───── Records for processing

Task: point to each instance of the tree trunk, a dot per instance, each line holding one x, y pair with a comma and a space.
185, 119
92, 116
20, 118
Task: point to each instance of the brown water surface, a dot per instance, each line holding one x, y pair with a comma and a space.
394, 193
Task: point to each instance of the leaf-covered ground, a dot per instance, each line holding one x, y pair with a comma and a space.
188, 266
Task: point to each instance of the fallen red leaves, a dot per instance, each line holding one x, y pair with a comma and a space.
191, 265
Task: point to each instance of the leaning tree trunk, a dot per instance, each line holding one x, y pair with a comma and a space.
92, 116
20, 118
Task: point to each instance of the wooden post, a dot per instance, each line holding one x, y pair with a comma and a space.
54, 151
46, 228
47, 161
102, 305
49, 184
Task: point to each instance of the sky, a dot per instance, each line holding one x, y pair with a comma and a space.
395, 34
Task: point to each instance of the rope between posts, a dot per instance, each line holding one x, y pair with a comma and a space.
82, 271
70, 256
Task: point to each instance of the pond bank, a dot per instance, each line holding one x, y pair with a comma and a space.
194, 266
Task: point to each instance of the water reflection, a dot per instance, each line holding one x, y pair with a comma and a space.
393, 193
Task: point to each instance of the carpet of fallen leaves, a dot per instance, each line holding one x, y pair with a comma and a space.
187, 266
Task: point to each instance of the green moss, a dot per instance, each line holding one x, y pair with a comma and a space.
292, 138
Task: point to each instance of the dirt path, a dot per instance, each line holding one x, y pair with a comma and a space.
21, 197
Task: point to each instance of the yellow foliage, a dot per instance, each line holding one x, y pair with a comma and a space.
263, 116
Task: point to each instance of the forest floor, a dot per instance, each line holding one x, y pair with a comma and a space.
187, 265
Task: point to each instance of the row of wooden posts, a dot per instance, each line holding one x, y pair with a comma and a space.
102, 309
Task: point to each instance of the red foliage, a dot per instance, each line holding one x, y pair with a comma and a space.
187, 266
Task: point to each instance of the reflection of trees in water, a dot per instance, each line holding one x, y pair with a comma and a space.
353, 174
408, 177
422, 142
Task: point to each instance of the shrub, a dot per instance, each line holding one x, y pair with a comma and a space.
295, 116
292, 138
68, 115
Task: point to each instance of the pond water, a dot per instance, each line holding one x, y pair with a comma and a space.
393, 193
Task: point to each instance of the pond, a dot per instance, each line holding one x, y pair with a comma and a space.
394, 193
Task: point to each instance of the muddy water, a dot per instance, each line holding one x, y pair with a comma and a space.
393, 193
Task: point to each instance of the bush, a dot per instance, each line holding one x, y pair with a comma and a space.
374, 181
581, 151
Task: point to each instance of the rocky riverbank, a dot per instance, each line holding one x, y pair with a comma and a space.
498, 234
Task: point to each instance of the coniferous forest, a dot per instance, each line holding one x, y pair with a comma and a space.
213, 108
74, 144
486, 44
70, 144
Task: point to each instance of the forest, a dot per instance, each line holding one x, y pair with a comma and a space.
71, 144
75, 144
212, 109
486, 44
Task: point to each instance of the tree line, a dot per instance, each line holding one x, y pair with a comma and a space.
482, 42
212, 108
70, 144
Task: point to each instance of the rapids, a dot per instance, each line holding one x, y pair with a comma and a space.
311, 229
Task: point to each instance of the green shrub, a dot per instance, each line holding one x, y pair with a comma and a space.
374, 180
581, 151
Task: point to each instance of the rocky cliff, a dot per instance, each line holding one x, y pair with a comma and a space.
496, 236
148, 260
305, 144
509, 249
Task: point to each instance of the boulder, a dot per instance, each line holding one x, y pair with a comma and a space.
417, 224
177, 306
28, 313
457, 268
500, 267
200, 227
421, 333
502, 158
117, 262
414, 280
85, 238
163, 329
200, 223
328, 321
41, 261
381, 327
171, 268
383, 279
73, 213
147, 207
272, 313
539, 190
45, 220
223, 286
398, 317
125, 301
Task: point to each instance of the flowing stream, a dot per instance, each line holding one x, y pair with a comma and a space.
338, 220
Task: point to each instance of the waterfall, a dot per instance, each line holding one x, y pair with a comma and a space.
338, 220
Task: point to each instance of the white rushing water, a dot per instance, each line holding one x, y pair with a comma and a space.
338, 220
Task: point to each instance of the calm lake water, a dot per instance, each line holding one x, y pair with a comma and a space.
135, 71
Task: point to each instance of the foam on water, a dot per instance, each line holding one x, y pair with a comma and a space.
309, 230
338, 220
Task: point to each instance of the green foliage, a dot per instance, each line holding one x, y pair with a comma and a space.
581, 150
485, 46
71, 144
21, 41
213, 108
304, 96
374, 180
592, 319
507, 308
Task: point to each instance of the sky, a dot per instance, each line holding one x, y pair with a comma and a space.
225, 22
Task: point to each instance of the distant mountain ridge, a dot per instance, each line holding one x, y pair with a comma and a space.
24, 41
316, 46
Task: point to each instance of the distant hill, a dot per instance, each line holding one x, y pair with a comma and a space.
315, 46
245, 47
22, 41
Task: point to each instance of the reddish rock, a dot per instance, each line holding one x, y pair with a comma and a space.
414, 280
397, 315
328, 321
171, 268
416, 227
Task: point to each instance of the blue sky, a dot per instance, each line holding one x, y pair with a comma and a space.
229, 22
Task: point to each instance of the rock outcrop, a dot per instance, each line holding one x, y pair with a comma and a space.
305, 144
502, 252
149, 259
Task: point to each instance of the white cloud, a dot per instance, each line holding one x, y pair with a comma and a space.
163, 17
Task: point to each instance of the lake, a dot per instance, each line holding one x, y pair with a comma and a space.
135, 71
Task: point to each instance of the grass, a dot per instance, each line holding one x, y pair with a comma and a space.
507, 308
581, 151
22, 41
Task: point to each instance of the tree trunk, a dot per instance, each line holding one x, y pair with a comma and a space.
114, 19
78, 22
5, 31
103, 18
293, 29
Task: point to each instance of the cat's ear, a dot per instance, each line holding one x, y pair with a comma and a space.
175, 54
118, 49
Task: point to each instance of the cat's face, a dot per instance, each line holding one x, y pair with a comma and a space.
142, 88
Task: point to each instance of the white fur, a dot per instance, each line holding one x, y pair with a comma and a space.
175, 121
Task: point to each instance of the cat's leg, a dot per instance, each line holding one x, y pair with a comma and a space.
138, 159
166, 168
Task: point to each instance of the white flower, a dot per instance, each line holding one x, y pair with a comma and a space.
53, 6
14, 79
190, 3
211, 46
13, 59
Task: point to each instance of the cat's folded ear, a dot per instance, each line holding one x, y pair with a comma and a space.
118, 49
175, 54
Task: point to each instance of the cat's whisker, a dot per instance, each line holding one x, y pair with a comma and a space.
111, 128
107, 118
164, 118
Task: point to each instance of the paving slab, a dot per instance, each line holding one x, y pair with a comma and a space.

──────────

* _Task goal_
Transcribe all of the entries without altering anything.

* _Written reply_
Task: point to each instance of the tree trunk, a dot per instance, each line holding one x, y pair with a comma and a space.
185, 119
92, 116
20, 118
Task: point to each instance of the brown water surface, a dot per instance, each line holding one x, y pair with a comma and a space.
394, 193
Task: point to each instance of the leaf-covered ground, a dot per instance, each line holding one x, y pair with a comma and a space.
188, 266
Task: point to each instance of the fallen red leaves, a dot per instance, each line holding one x, y pair with a comma and a space.
191, 265
Task: point to each instance of the leaning tree trunk, a dot per instance, each line holding one x, y pair with a comma and a space.
92, 116
20, 118
Task: point to each instance of the wooden post, a dot per instance, each line holding one x, y pair with a comma and a space.
54, 151
46, 228
47, 161
102, 305
49, 184
Task: point to each instance of the sky, a dot per instance, each line holding one x, y pair with a comma and a space.
395, 34
Task: point to each instance of the rope between posts, a dot per instance, each line holding one x, y pair with a comma and a space.
82, 271
70, 256
Task: point to each instance of the pond bank, a dot per instance, each line holding one x, y pair with a comma and a space.
194, 266
Task: point to each instance of the water reflection, a dot per instance, each line holding one x, y pair with a comma and a space.
393, 193
Task: point to each instance of the carpet of fallen leaves, a dot per instance, each line holding one x, y pair with a comma and a space.
187, 266
Task: point to each instance of the green moss, a dot per instance, each line holding one x, y pair with a comma and a space.
292, 138
Task: point to each instance of the dirt path, a dot per instance, each line holding one x, y pair with a comma and a space.
21, 197
Task: point to each instance of the yellow foliage, a dot per instance, each line holding one x, y pair with a comma and a space.
263, 116
Task: point to each instance of the forest floor, a dot per instance, each line holding one x, y pair with a comma and a space.
187, 265
Task: point to each instance of the row of wooden posts, a dot per instance, each line holding one x, y pair with a comma and a space.
102, 309
Task: point to each instance of the red foliage, a dot per instance, each line holding one x, y pair with a comma and a space.
187, 266
Task: point to each instance of the reflection of trees in water, a dot per instance, each line holding one x, y pair with a comma and a space.
353, 174
408, 177
422, 142
Task: point to each instance of the shrub, a dot per instance, each line holding one x, y pair with a comma and a space.
295, 116
292, 138
68, 115
Task: point to each instance of the pond water, a dot per instance, each line holding one x, y pair with a comma and a space.
393, 193
Task: point to each instance of the pond, a dot per instance, each line holding one x, y pair with a comma and a space.
394, 193
Task: point to each instance of the muddy water, a dot per instance, each line holding one x, y pair with a comma and a space.
393, 193
Task: point to each instance of the bush, a dot per instance, each line holding one x, y pair with a comma and a space.
374, 181
581, 151
Task: point to each instance of the rocky riverbank, a dot per instance, each line holding one x, y pair with a comma and a space.
498, 234
Task: point to each instance of the coniferous forest, a dot per instance, each line holding one x, y pair with a comma and a space.
213, 108
74, 144
486, 44
70, 144
Task: point to each instance of the forest, a dot per instance, each line holding one x, y pair with a comma and a space.
71, 144
75, 144
212, 109
486, 44
Task: point to each instance of the tree line, a dot per instance, each line holding one x, y pair with a comma and a space.
482, 42
212, 108
70, 144
Task: point to each instance of the rapids, a dot per instance, each line holding one x, y pair with a comma and a space.
311, 229
Task: point to each instance of the green shrub, a dot per instance, each line holding one x, y pair with a comma and a space.
374, 180
581, 151
Task: point to each instance of the rocky cliff, a dot per instance, each line holding one x, y pair with a comma and a space.
496, 236
148, 260
305, 144
509, 249
Task: point to each instance of the boulder, a dot per instance, each line holding one x, y pair with a comma and a space.
417, 224
177, 306
28, 313
457, 268
500, 267
200, 227
421, 333
502, 158
117, 262
414, 280
85, 238
163, 329
200, 223
328, 321
41, 261
381, 327
171, 268
383, 279
73, 213
147, 207
272, 313
539, 190
45, 220
223, 286
398, 317
125, 301
Task: point to each instance of the flowing stream, a dot per instance, each line holding one x, y pair with a comma and a space.
338, 220
Task: point to each instance of the waterfall, a dot per instance, each line holding one x, y pair with a comma and a space.
338, 220
Task: point to each instance of the white rushing water, a dot per instance, each line holding one x, y pair with a comma and a space.
338, 220
Task: point to each instance of the calm lake water, a dot per instance, each line holding one x, y pair with a comma and a space.
135, 71
Task: point to each instance of the foam on water, a dot per instance, each line holding one x, y pair with a comma and a space.
309, 230
338, 220
Task: point to each instance of the green foliage, a dot per instance, each line holding one x, y pair with a comma and a space.
581, 150
485, 46
71, 144
21, 41
213, 108
304, 96
374, 180
592, 319
507, 308
Task: point to each instance of the sky, a dot per instance, each line holding one x, y pair with a comma and a space.
225, 22
Task: point to each instance of the distant mountain ridge, a dot per instance, each line holding one x, y pair with a comma and a space.
24, 41
316, 46
Task: point to each instance of the distant hill, a dot per instance, each line holding one x, y pair with a comma and a space.
315, 46
245, 47
22, 41
Task: point to each instance of the reddish rock, a dot per instance, each line holding one x, y pair with a comma and a space.
414, 280
397, 315
328, 321
171, 268
416, 227
Task: point to each instance of the blue sky, a dot per instance, each line holding one x, y pair with a comma and a space.
229, 22
Task: point to each instance of the rock outcrop, a dot per instance, each line holding one x, y pair with a comma and a space.
305, 144
502, 252
149, 259
Task: point to each instance of the white cloud, a dot per instance, each line holding one x, y pair with a comma and a space.
163, 17
Task: point to each instance of the lake, a dot per instance, each line holding one x, y pair with a comma and a space.
135, 71
Task: point to each instance of the grass, a dot per instance, each line holding one x, y pair with a comma and a space.
507, 308
581, 151
22, 41
Task: point to each instance of the tree trunk, a dot per instance, each line holding one x, y pair with a comma and a space.
114, 19
78, 22
5, 31
103, 18
293, 29
Task: point to each instance of the cat's ear, a dot per instance, each line holding one x, y pair with a comma and a space.
175, 54
118, 49
Task: point to each instance of the cat's face, a dot per instance, each line holding one x, y pair with a comma and a space.
142, 88
Task: point to each instance of the white fur, a dot per instance, each line holding one x, y pair with a comma and a space.
175, 121
Task: point to each instance of the cat's leg, a dot per instance, each line holding one x, y pair with a comma and a space.
138, 159
166, 168
Task: point to each instance of the white flower, a dot per instance, each line holding one x, y pair with a comma and a space.
53, 6
14, 79
190, 3
211, 46
13, 59
Task: point to each instance of the cat's folded ear, a dot per instance, each line holding one x, y pair with a comma and a space.
118, 49
175, 54
Task: point to each instance of the cat's whisker, a dot per instance, each line holding one x, y pair with a comma and a space.
111, 128
107, 118
164, 118
Task: point to each instance of the paving slab, a dot per instance, each line holding one x, y pair with a comma and a space.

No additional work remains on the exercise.